### [TASK OBJECTIVE]
Copy out the data below, swapping "Dataset curation step" for "Annotation step" wherever it occurs and leaving everything else as it is.

### [INPUT RECORDS]
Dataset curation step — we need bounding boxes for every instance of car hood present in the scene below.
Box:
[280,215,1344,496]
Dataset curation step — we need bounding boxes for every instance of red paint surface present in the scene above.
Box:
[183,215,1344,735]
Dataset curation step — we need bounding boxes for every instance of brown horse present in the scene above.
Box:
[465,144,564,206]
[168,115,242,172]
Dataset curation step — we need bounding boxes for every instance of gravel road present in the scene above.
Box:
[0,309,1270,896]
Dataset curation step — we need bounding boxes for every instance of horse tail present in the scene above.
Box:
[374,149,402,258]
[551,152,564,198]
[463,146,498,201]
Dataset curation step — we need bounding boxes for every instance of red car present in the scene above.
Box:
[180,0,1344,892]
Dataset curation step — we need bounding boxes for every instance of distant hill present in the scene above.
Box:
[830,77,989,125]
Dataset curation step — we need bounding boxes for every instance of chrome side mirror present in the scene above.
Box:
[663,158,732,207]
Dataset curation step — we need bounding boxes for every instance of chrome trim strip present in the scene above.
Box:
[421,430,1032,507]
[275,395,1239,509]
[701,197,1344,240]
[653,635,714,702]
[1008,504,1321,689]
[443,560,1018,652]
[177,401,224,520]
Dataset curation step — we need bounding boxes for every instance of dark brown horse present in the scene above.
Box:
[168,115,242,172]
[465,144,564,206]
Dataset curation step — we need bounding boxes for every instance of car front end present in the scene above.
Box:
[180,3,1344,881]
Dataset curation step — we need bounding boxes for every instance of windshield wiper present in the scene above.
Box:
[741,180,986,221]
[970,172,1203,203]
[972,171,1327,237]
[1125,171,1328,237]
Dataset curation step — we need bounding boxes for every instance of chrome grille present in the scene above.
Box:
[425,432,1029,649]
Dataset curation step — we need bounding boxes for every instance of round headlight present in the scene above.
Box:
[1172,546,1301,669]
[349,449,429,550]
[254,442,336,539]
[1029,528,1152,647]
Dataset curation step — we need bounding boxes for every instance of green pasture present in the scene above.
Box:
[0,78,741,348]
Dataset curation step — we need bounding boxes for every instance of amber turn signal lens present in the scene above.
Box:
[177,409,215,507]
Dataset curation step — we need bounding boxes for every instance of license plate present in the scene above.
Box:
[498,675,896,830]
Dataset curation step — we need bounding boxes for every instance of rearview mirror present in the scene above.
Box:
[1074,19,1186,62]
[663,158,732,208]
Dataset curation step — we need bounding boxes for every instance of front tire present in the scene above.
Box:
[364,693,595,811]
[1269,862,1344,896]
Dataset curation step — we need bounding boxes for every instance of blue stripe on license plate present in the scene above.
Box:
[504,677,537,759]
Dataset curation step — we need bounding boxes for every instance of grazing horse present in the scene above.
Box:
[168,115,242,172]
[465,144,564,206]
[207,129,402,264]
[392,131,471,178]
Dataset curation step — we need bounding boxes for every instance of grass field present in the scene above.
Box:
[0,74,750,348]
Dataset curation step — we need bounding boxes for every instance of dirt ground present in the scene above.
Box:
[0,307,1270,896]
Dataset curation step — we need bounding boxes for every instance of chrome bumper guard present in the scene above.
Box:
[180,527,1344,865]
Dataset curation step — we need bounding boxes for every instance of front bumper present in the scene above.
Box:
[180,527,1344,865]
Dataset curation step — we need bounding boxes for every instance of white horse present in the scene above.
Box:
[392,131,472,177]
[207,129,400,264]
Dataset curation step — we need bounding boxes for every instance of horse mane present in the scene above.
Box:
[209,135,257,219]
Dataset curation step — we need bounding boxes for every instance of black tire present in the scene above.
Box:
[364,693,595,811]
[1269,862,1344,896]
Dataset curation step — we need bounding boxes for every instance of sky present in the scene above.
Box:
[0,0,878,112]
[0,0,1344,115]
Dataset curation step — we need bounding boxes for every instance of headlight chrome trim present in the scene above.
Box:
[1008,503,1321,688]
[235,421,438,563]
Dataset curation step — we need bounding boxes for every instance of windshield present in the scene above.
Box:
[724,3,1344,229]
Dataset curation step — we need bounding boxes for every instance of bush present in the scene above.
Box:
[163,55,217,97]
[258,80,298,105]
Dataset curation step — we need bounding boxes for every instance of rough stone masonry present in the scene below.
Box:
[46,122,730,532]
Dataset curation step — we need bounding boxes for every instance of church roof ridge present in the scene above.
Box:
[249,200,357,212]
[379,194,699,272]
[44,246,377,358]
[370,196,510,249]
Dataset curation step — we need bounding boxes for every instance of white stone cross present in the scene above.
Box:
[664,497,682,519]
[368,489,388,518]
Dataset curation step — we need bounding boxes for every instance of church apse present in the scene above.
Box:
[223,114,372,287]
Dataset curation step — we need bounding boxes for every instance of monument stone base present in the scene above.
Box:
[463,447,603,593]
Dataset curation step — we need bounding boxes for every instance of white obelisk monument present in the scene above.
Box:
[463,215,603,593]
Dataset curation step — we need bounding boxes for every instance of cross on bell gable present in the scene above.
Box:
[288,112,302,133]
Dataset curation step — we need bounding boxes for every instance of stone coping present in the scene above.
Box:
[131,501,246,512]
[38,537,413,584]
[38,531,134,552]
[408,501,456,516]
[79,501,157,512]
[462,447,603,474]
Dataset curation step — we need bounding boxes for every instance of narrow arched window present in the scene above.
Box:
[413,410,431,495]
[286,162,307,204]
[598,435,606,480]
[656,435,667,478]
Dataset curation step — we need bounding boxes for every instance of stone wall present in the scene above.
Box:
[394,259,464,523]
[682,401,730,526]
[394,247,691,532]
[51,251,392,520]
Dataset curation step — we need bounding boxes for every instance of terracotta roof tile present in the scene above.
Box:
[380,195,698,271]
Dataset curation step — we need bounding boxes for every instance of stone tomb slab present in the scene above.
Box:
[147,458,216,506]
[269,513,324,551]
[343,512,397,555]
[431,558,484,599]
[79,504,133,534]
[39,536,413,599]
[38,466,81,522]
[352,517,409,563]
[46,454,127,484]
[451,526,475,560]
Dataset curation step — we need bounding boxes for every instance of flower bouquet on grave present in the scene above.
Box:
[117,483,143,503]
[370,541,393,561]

### [THE ANSWER]
Annotation step — we need bounding boxes for every instance of car hood present in the scene below.
Box:
[280,215,1344,496]
Annotation step — we need bounding boxes for every instance of red paint surface present in the scene above.
Box:
[183,215,1344,735]
Annotation step — we need bounding boxes for every instance of brown horse present in the scene above.
Box:
[465,144,564,206]
[168,115,242,172]
Annotation step — we need bounding boxes for every instance of gravel road present in the scene above.
Box:
[0,309,1270,896]
Annotation step — we need bounding boxes for every instance of horse tail present in the scene above.
Box:
[374,149,402,258]
[551,152,564,198]
[463,146,498,201]
Annotation step — we need bounding boxes for every instance of red car present in the scene above.
Box:
[180,0,1344,892]
Annotation step — we need bounding boxes for every instance of distant hill present in the scene above.
Box:
[830,77,989,125]
Annotation step — we need bounding boxes for every instance of chrome side mirror present in the scene above.
Box:
[663,158,732,207]
Annotation step — we need bounding boxes for every instance of chrome trim strip present in the scene above.
Box:
[421,430,1032,507]
[275,395,1239,509]
[701,197,1344,240]
[653,635,714,702]
[1008,504,1321,689]
[443,560,1018,652]
[177,401,224,520]
Annotation step — we need bounding boxes for every instance of dark brown horse present in the scene above.
Box:
[168,115,242,172]
[465,144,564,206]
Annotation step — we need bounding boxes for every instance of car front end present in the scene above.
Box:
[180,3,1344,881]
Annotation step — we need bounding boxes for every instance of windshield wiper present in the scene above.
Box:
[741,180,986,221]
[970,172,1203,203]
[972,171,1327,237]
[1125,171,1328,237]
Annotation step — we need bounding boxes for every instance of chrome grille present in the scene above.
Box:
[425,432,1029,649]
Annotation step — we need bounding boxes for every instance of round headlight present in the scene above.
Box:
[1172,546,1301,669]
[349,449,429,550]
[254,442,336,539]
[1029,528,1152,647]
Annotation step — we need bounding boxes for every instance of green pasture present in the scene above.
Box:
[0,78,741,348]
Annotation step — we need bounding boxes for every instance of amber turn signal lens present in the scene above.
Box:
[177,409,215,507]
Annotation step — we need bounding boxes for every instance of license plate present in the scene above.
Box:
[498,675,896,830]
Annotation step — we need bounding boxes for every instance of rearview mirror present in the scene above.
Box:
[1074,19,1186,62]
[663,158,732,208]
Annotation step — we need bounding boxes for every instance of front tire present in the scene above.
Box:
[364,693,595,811]
[1269,862,1344,896]
Annotation step — we need bounding boxes for every instance of blue stripe on license plate present in the scene above.
Box:
[504,677,537,759]
Annotation step — we need bounding boxes for every instance of grazing horse present in the scene above.
Box:
[168,115,242,172]
[465,144,564,206]
[207,129,402,264]
[392,131,471,178]
Annotation step — we need bounding boxes for every instance of grass field present in the scene above.
Box:
[0,74,750,348]
Annotation step — we need bounding boxes for every instance of dirt ground present in the scene above.
Box:
[0,307,1270,896]
Annotation step — we need bounding boxes for every instance of chrome bumper guard present in the scene above.
Box:
[180,527,1344,865]
Annotation step — we need bounding boxes for every instance of front bumper present in the scene above.
Box:
[180,527,1344,865]
Annotation step — we need bounding boxes for every instance of white horse present in the scene above.
Box:
[392,131,472,177]
[207,129,400,264]
Annotation step — we need bounding boxes for every instance of horse mane present in the scene above.
Box:
[209,135,257,219]
Annotation step — we need bounding boxes for every instance of black tire present in the scene above.
Box:
[364,693,595,811]
[1269,862,1344,896]
Annotation step — we need bounding boxes for every instance of sky present in the scene above.
Box:
[0,0,878,112]
[0,0,1344,115]
Annotation step — we need bounding boxes for every instance of headlight chrome trim present in the scene above.
Box:
[1008,503,1321,688]
[235,421,438,563]
Annotation step — we need bounding boxes for every instance of windshield present in the scene above.
Box:
[724,3,1344,229]
Annotation step — we need bounding boxes for every instance of bush present in the scene above.
Box:
[163,55,217,97]
[258,80,298,105]
Annotation step — we need bounding boxes for every instance of rough stone masonry present in the scene below.
Box:
[46,122,730,532]
Annotation step — we need bounding boxes for every instance of church roof ridge present in the scene above.
Box:
[249,200,357,212]
[379,194,699,272]
[44,246,377,358]
[370,196,510,249]
Annotation step — we need bounding boxes for every instance of white stone cross present in the scene above.
Box:
[664,497,682,519]
[368,489,388,518]
Annotation step — we need bounding boxes for every instance of church apse present in the scene above.
Box:
[223,114,372,287]
Annotation step — we need bounding boxes for every instance of monument stone base present in the scene above.
Box:
[463,447,603,593]
Annotation step — we need bounding boxes for every instance of white obelisk monument present in the scene above.
Box:
[463,215,603,593]
Annotation step — we need bounding boxes for every instance of cross on bell gable present in the scene above.
Box:
[288,112,302,133]
Annotation step — we need bounding boxes for every instance of stone coping present in the scene above.
Box:
[131,501,246,512]
[38,537,413,584]
[38,531,134,552]
[408,501,456,516]
[79,501,157,512]
[462,447,603,474]
Annotation step — we need bounding boxes for every instance of narrow arched window present in the scene above.
Box:
[413,410,431,495]
[286,162,307,204]
[598,435,606,480]
[656,435,667,478]
Annotation step — we need bounding boxes for every instance of stone wall present in the scene above.
Box:
[394,259,464,523]
[682,401,730,526]
[394,247,691,532]
[51,251,392,520]
Annotation step — we need bounding boxes for every instance of terracotta roof tile present in the scene above.
Box:
[380,195,698,271]
Annotation step — we need bounding boxes for every instance of stone tomb slab present in the scene above.
Box:
[147,458,216,506]
[269,513,324,551]
[343,512,397,555]
[431,558,484,599]
[79,504,133,534]
[39,536,413,599]
[38,466,81,522]
[352,517,409,563]
[46,454,127,484]
[451,526,475,560]
Annotation step — we need bounding boxes for every instance of flower bouquet on grave present in the scene above.
Box:
[117,483,143,503]
[370,541,393,561]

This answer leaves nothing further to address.